*Task goal:* Give an exact copy of every line, leaving images out.

*Material shown:*

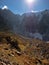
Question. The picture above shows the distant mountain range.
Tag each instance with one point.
(25, 24)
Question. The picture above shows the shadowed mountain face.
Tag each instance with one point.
(26, 23)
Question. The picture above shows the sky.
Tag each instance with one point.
(20, 6)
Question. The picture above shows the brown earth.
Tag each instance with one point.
(19, 50)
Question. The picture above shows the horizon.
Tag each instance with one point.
(21, 6)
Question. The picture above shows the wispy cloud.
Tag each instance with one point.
(4, 7)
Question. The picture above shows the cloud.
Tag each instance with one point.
(4, 7)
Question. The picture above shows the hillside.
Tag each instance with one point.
(19, 50)
(25, 24)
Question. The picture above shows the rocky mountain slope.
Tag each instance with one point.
(19, 50)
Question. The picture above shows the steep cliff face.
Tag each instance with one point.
(26, 23)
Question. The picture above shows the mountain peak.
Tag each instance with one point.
(4, 7)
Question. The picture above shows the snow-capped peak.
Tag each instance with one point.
(4, 7)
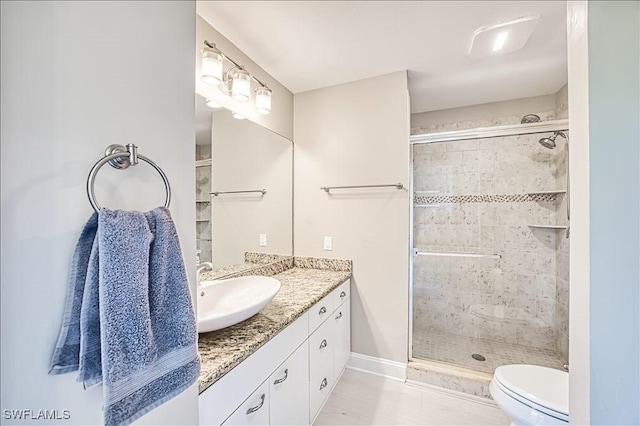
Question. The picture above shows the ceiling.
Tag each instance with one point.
(307, 45)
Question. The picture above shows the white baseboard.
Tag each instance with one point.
(382, 367)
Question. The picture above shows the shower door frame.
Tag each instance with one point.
(462, 135)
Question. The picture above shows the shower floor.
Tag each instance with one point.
(454, 349)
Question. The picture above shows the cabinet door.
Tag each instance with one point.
(289, 390)
(254, 410)
(342, 330)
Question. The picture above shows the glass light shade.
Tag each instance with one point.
(213, 104)
(263, 100)
(211, 69)
(241, 86)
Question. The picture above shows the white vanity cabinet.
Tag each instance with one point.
(329, 346)
(286, 381)
(255, 410)
(289, 390)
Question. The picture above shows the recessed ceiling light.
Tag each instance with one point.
(505, 37)
(500, 39)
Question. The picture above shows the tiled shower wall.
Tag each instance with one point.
(533, 278)
(478, 197)
(203, 212)
(562, 242)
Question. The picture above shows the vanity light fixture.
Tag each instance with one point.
(213, 104)
(212, 65)
(235, 82)
(263, 100)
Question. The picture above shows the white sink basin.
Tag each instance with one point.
(223, 303)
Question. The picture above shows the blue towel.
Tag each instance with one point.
(138, 334)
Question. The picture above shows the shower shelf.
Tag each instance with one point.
(559, 191)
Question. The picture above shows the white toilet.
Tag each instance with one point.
(532, 395)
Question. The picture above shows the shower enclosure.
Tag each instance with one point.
(490, 273)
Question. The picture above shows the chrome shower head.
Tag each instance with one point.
(550, 142)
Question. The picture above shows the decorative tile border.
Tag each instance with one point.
(505, 198)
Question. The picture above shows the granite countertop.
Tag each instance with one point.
(302, 287)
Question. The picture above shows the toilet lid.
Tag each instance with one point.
(546, 387)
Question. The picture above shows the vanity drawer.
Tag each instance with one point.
(321, 311)
(321, 345)
(254, 411)
(342, 293)
(320, 386)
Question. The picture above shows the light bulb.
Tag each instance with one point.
(241, 86)
(263, 100)
(211, 69)
(213, 104)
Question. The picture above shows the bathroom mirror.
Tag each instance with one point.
(244, 191)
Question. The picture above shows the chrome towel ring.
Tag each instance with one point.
(121, 157)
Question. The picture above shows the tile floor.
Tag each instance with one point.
(366, 399)
(454, 349)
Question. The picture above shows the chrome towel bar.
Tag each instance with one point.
(394, 185)
(121, 157)
(261, 191)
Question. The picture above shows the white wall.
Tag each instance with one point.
(578, 68)
(246, 156)
(357, 134)
(281, 118)
(614, 211)
(489, 111)
(604, 114)
(76, 77)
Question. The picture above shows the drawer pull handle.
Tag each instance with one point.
(257, 407)
(278, 381)
(324, 383)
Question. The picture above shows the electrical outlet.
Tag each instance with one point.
(328, 243)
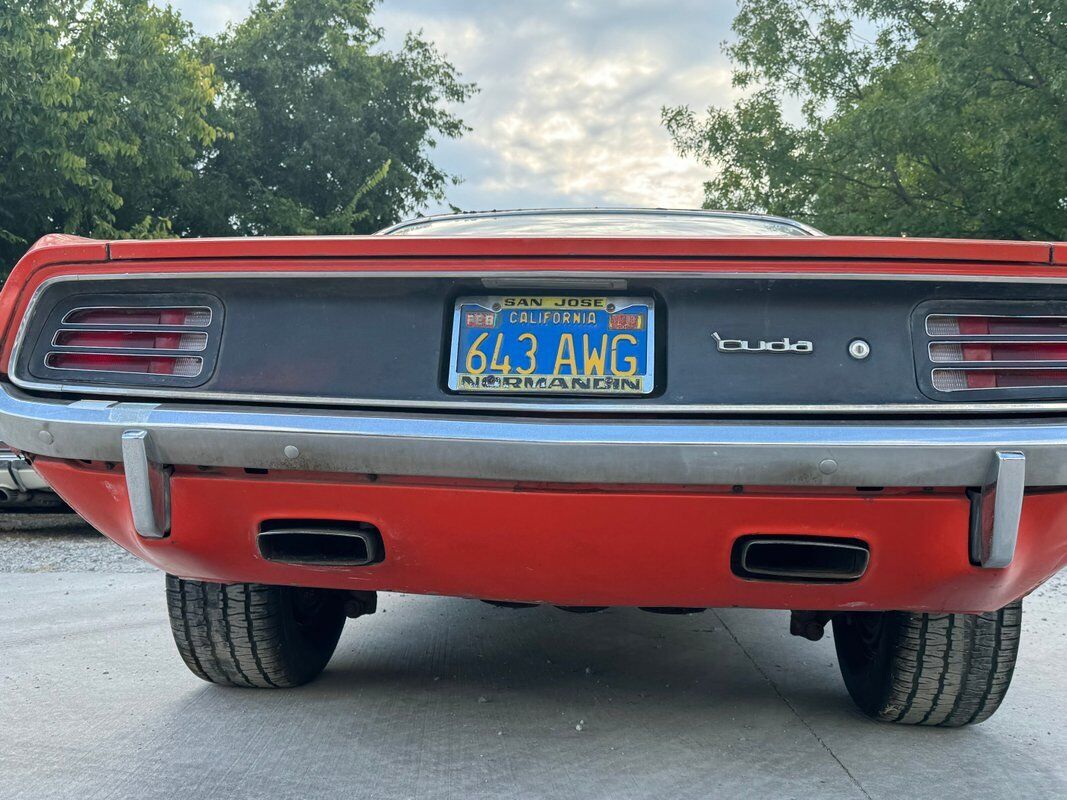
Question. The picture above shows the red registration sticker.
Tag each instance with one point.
(480, 319)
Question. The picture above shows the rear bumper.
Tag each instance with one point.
(673, 452)
(579, 546)
(574, 512)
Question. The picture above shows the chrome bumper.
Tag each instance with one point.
(798, 453)
(999, 458)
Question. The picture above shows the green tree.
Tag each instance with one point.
(893, 116)
(102, 110)
(329, 133)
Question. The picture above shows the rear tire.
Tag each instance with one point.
(252, 634)
(924, 669)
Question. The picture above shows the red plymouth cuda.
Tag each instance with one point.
(666, 410)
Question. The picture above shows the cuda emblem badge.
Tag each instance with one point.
(778, 346)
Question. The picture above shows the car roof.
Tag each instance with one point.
(601, 222)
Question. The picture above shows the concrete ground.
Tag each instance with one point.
(438, 698)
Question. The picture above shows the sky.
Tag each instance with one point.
(568, 112)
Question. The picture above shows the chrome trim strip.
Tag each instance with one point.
(608, 210)
(833, 453)
(989, 342)
(960, 367)
(950, 315)
(470, 403)
(131, 325)
(175, 354)
(80, 348)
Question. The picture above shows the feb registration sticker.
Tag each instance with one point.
(553, 345)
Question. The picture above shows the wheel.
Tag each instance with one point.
(924, 669)
(252, 634)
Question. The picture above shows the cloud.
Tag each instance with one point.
(571, 93)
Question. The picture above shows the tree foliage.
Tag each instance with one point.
(102, 109)
(936, 117)
(328, 132)
(115, 121)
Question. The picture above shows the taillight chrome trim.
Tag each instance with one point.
(990, 342)
(954, 336)
(202, 337)
(160, 355)
(136, 325)
(966, 370)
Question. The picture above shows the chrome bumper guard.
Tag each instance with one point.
(17, 475)
(1000, 457)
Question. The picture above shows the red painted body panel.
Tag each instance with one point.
(585, 546)
(566, 545)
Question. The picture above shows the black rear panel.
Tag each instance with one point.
(353, 339)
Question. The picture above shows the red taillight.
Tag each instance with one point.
(131, 339)
(960, 380)
(969, 352)
(176, 317)
(179, 366)
(951, 324)
(1022, 351)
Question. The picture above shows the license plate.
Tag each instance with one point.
(553, 345)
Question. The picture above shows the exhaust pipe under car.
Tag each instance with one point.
(320, 543)
(800, 559)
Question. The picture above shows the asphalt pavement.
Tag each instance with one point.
(442, 698)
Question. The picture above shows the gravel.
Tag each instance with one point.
(60, 543)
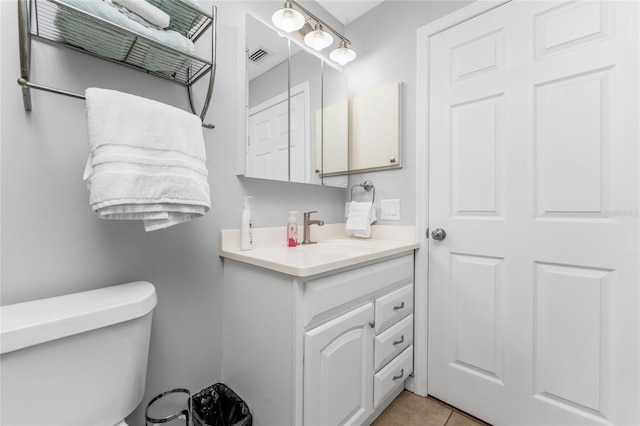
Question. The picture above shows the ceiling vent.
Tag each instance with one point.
(258, 55)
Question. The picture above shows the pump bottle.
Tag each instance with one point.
(246, 239)
(292, 230)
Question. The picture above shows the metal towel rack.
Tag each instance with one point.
(367, 185)
(36, 20)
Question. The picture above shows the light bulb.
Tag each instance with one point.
(288, 19)
(318, 38)
(342, 54)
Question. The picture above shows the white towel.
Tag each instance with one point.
(359, 219)
(146, 11)
(146, 160)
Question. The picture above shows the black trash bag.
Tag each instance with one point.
(218, 405)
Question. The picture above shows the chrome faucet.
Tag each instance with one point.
(307, 231)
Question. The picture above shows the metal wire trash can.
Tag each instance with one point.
(184, 413)
(218, 405)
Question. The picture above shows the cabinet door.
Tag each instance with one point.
(338, 370)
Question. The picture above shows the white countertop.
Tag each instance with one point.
(334, 250)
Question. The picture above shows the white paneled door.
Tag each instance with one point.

*The response:*
Question. The picture above shows the distant mountain range.
Tag each instance with one point.
(25, 24)
Question. The picture above shows the shadowed mountain face.
Tag each instance with one point.
(26, 23)
Question. The picture above shows the sky.
Tag each instance with one point.
(20, 6)
Question. The picture above shows the brown earth.
Tag each instance with one point.
(19, 50)
Question. The picture above shows the horizon.
Tag each instance with one point.
(21, 6)
Question. The picture above shows the wispy cloud.
Tag each instance with one point.
(4, 7)
Question. The picture above shows the cloud.
Tag each instance with one point.
(4, 7)
Question. The picture above shows the hillside.
Tag each instance with one point.
(19, 50)
(25, 24)
Question. The picture above shows the rocky mountain slope.
Tag each instance with one point.
(19, 50)
Question. The picture above shows the steep cliff face.
Tag each instance with one point.
(26, 23)
Question. The picture above shows the mountain peak.
Tag each instance with one point.
(4, 7)
Question. The picture above shows the snow-capped peak.
Tag each instance with one point.
(4, 7)
Question. The picture above shows the ceiling.
Tag each instance with one point.
(307, 45)
Question. The picture above shows the white baseboard.
Tag each instance with one point.
(382, 367)
Question. The picture above shows the shower door frame.
Tag each instance with one point.
(462, 135)
Question. The picture above shows the shower floor.
Tag each instance with one point.
(454, 349)
Question. The picture above shows the cabinet door.
Tag each instance with one point.
(289, 390)
(254, 410)
(342, 330)
Question. The picture above shows the glass light shade.
Tag each instance with one point.
(213, 104)
(263, 100)
(211, 69)
(241, 86)
Question. The picture above shows the white vanity cabinet.
Tag each instance with one point.
(329, 346)
(286, 381)
(255, 410)
(289, 390)
Question. The picture above shows the recessed ceiling light.
Tag each instance with one point.
(505, 37)
(500, 39)
Question. The picture above shows the tiled shower wall.
Tag each instance with one point.
(533, 278)
(478, 197)
(203, 212)
(562, 242)
Question. The picture above shows the vanity light fixture.
Tag each instance with one point.
(213, 104)
(212, 65)
(235, 82)
(263, 100)
Question. The picture above shows the white sink basin.
Tag each instance with one point.
(223, 303)
Question. The picture above shows the blue towel.
Tag each instance with one point.
(138, 334)
Question. The picture above shows the shower shelf.
Tag each instance with one point.
(559, 191)
Question. The picture above shows the white toilet.
Tag each instance with one point.
(532, 395)
Question. The picture above shows the shower enclosure.
Tag each instance with one point.
(490, 273)
Question. The picture above shows the chrome shower head.
Tag each instance with one point.
(550, 142)
Question. The picture above shows the decorative tile border.
Tag each instance with one point.
(505, 198)
Question. The picture above shows the granite countertop.
Tag each instance with one point.
(302, 287)
Question. The picture above shows the toilet lid.
Tag each instance with one point.
(546, 387)
Question. The picture above shows the vanity drawer.
Tag each instance with one point.
(321, 311)
(321, 345)
(254, 411)
(342, 293)
(320, 386)
Question. The picture above shows the light bulb.
Tag each instance with one point.
(241, 86)
(263, 100)
(211, 69)
(213, 104)
Question. The picture above shows the bathroom mirror.
Tag each instance with one point.
(244, 191)
Question. The picture above shows the chrome towel ring.
Tag each instance with one point.
(121, 157)
Question. The picture above shows the tile floor.
Tag each instance with one point.
(366, 399)
(454, 349)
Question. The picture above shows the chrome towel bar.
Tag each instance with one point.
(394, 185)
(121, 157)
(261, 191)
Question. The picture above shows the white wall.
Tag each instance with one point.
(578, 68)
(246, 156)
(357, 134)
(281, 118)
(614, 211)
(489, 111)
(604, 114)
(76, 77)
Question. The picture above shows the drawer pull handle.
Tag each instance with one point.
(257, 407)
(278, 381)
(324, 383)
Question. The picture above shows the electrical outlet.
Tag each instance with one point.
(328, 243)
Question. The picture above shows the red registration sticker.
Tag each instance with one point.
(480, 319)
Question. The picture above shows the rear bumper.
Tag each instance with one point.
(673, 452)
(579, 546)
(574, 512)
Question. The picture above shows the chrome bumper.
Tag each instance with one point.
(798, 453)
(999, 458)
Question. The picture above shows the green tree.
Tag each instance with one point.
(893, 116)
(102, 110)
(329, 133)
Question. The picture above shows the rear tire.
Tag each instance with one point.
(252, 634)
(924, 669)
Question. The picture above shows the red plymouth cuda.
Tag each instance with one point.
(666, 410)
Question. The picture above shows the cuda emblem badge.
Tag each instance with one point.
(778, 346)
Question. The picture above shows the car roof.
Tag each instance with one point.
(601, 222)
Question. The picture above shows the concrete ground.
Tag each instance with one point.
(438, 698)
Question. The picture above shows the sky.
Tag each instance with one point.
(568, 112)
Question. The picture above shows the chrome trim strip.
Tag each instance with one point.
(608, 210)
(833, 453)
(989, 342)
(960, 367)
(950, 315)
(470, 403)
(131, 325)
(175, 354)
(80, 348)
Question. The picture above shows the feb registration sticker.
Tag each instance with one point.
(553, 345)
Question. The picture above shows the wheel.
Tag each instance with one point.
(924, 669)
(252, 634)
Question. The picture above shows the cloud.
Tag each instance with one point.
(571, 93)
Question. The picture above shows the tree foliage.
Tag each instance with one point.
(102, 109)
(936, 117)
(328, 132)
(115, 121)
Question. The picture above shows the taillight chrome trim.
Tag each instance with one point.
(990, 342)
(954, 336)
(202, 337)
(160, 355)
(136, 325)
(966, 370)
Question. The picture above shows the chrome bumper guard.
Tag each instance with one point.
(17, 475)
(1000, 457)
Question. The picture above shows the red painted body panel.
Tag each instance with one point.
(585, 546)
(566, 545)
Question. The picture above shows the black rear panel.
Tag each instance with one point.
(353, 339)
Question. The picture above shows the red taillight.
Tag each instance with one point.
(131, 339)
(960, 380)
(969, 352)
(176, 317)
(179, 366)
(951, 324)
(1022, 351)
Question. The picture above shows the license plate.
Tag each instance with one point.
(553, 345)
Question. The picture above shows the exhaust pipe under car.
Tag each instance with one point.
(320, 543)
(800, 559)
Question. The picture above shows the asphalt pavement.
Tag each instance with one point.
(442, 698)
Question. The picture above shows the gravel.
Tag each instance with one point.
(60, 543)
Question. The picture above shows the ceiling vent.
Tag each instance with one point.
(258, 55)
Question. The picture above shows the pump bottle.
Tag each instance with one point.
(246, 239)
(292, 230)
Question. The picture above shows the metal towel rack.
Tag each instance with one point.
(367, 185)
(36, 20)
Question. The picture above shows the light bulb.
Tag each instance with one point.
(288, 19)
(318, 38)
(342, 54)
Question. The picture above shows the white towel.
Tag each instance with one point.
(359, 219)
(146, 11)
(146, 160)
Question. The picture above shows the black trash bag.
Tag each instance with one point.
(218, 405)
Question. The picture above shows the chrome faucet.
Tag each instance with one point.
(307, 231)
Question. The picture above shows the metal wire trash can.
Tag each instance with one point.
(184, 413)
(218, 405)
Question. The picture above shows the cabinet door.
Tag each instance with one point.
(338, 370)
Question. The picture above shows the white countertop.
Tag each instance with one point.
(334, 250)
Question. The picture above shows the white paneled door.
Tag each instance with one point.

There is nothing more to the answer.